▶ [TASK]: From the news item on disability support services, return word for word the passage that begins at the words containing "Co-author of the" and stops after "Dr Anderson said.".

▶ [DOCUMENT SECTION]:
_ _ _ _ _

Australians receiving disability support services are getting older, according to a new report released today by the Australian Institute of Health and Welfare.
Disability support services 2000: national data on services provided under the Commonwealth/State Disability Agreement shows that the average age of people who receive accommodation services has increased from 36 years in 1996 to 39 years in 2000. The average age increased for people with disabilities living in institutions, hostels and group homes.
Co-author of the report, Phil Anderson, said the 20-29 year age group were the most frequent users of open employment services for people with a disability and community access services, such as continuing education.
'However, this peak has noticeably declined between 1996 and 2000 where there was a corresponding increase in some of the older age groups,' Dr Anderson said.
The report shows that governments provided or funded 75,000 disability services to over 62,000 Australians, under the Commonwealth/State Disability Agreement (CSDA) on a 'snapshot' day in May-June 2000. The total expenditure on disability support services by Commonwealth, State and Territory governments under this agreement in 1999-00 was $2.2 billion.

_ _ _ _ _

▶ [STORED DATA]:
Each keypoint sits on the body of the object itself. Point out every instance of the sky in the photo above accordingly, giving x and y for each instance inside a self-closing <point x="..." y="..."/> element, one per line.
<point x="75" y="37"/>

_ _ _ _ _

▶ [WRITTEN RESPONSE]:
Co-author of the report, Phil Anderson, said the 20-29 year age group were the most frequent users of open employment services for people with a disability and community access services, such as continuing education.
'However, this peak has noticeably declined between 1996 and 2000 where there was a corresponding increase in some of the older age groups,' Dr Anderson said.